## [Direction]
Copy out verbatim the stretch of the items from the line containing "plant in the photo above." through the line containing "column 491, row 82", including both of those lines.

Coordinate labeling data:
## Begin

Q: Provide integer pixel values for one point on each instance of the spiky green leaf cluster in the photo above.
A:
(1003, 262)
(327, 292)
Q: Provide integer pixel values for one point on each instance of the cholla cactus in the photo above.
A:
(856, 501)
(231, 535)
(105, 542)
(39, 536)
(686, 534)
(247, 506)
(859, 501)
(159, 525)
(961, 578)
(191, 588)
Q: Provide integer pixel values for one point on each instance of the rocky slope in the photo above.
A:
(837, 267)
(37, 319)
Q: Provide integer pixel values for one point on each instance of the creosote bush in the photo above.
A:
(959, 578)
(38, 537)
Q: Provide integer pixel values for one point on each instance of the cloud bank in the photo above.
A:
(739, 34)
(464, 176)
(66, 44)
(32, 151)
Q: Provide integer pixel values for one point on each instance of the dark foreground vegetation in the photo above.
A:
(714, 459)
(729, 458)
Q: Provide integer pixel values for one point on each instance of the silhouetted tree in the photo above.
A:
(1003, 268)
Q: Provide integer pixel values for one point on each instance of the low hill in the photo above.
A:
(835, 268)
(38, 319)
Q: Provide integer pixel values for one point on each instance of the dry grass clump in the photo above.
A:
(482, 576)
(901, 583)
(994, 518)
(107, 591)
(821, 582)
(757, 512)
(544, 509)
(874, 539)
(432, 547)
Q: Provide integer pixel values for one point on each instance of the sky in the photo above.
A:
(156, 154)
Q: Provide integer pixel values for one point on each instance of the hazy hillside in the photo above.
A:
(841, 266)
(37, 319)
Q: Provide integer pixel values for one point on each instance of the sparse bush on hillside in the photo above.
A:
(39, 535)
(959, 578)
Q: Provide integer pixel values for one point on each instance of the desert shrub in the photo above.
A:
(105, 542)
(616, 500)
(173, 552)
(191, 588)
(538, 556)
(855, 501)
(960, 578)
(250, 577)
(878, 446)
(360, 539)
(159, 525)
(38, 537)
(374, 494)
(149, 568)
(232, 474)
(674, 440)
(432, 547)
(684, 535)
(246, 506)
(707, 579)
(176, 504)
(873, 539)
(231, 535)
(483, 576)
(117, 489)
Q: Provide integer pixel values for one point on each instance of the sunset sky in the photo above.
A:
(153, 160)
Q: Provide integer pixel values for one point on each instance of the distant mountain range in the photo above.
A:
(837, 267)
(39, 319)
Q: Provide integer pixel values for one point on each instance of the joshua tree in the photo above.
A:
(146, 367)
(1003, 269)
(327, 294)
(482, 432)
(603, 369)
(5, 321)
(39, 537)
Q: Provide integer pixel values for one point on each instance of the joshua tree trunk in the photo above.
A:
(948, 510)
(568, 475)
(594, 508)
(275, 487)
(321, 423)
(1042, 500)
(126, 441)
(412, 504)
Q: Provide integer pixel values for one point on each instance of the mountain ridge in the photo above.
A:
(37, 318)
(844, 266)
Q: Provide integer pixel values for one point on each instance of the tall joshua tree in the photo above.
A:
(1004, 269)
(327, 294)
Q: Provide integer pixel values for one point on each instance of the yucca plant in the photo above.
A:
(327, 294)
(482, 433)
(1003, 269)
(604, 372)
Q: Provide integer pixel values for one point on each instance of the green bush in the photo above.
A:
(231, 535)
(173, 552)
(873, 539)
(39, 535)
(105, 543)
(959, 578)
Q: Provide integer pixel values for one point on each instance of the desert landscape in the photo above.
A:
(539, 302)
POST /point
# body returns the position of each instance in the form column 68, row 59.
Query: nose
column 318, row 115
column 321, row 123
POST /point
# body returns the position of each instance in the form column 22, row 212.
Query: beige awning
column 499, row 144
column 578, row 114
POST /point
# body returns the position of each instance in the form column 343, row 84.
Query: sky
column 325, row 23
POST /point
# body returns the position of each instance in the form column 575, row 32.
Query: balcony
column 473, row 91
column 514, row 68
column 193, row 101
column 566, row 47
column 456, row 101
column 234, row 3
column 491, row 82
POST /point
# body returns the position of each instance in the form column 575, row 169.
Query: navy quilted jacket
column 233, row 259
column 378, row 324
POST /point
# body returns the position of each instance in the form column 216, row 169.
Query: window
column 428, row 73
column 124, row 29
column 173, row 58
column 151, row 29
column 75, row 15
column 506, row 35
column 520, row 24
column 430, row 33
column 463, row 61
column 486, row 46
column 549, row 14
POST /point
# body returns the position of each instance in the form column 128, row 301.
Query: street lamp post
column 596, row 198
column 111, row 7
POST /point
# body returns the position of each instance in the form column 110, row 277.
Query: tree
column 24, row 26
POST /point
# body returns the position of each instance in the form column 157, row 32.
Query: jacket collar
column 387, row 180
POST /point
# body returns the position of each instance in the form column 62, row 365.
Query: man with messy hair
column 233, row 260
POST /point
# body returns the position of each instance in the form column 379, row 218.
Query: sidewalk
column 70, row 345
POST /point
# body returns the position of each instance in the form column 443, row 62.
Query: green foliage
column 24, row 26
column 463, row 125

## End

## [Problem solution]
Q: Provide integer pixel values for one point on each instance of the yucca plant in the photo above.
A:
(327, 294)
(482, 433)
(1003, 269)
(604, 372)
Q: Provide integer pixel values for one point on each instance of the green bush in the photo above.
A:
(231, 535)
(173, 552)
(873, 539)
(39, 535)
(105, 543)
(959, 578)
Q: Provide integer pixel values for one point on each instance of the desert landscape in the photo above.
A:
(539, 302)
POST /point
# body returns the position of each instance in the form column 68, row 59.
Query: nose
column 318, row 115
column 321, row 123
POST /point
# body returns the position of each instance in the form column 22, row 212.
Query: beige awning
column 499, row 144
column 578, row 114
POST /point
# body returns the position of each instance in the form column 343, row 84.
Query: sky
column 325, row 23
POST /point
# body returns the position of each instance in the form column 575, row 32.
Query: balcony
column 473, row 91
column 514, row 68
column 193, row 101
column 566, row 47
column 456, row 101
column 234, row 3
column 491, row 82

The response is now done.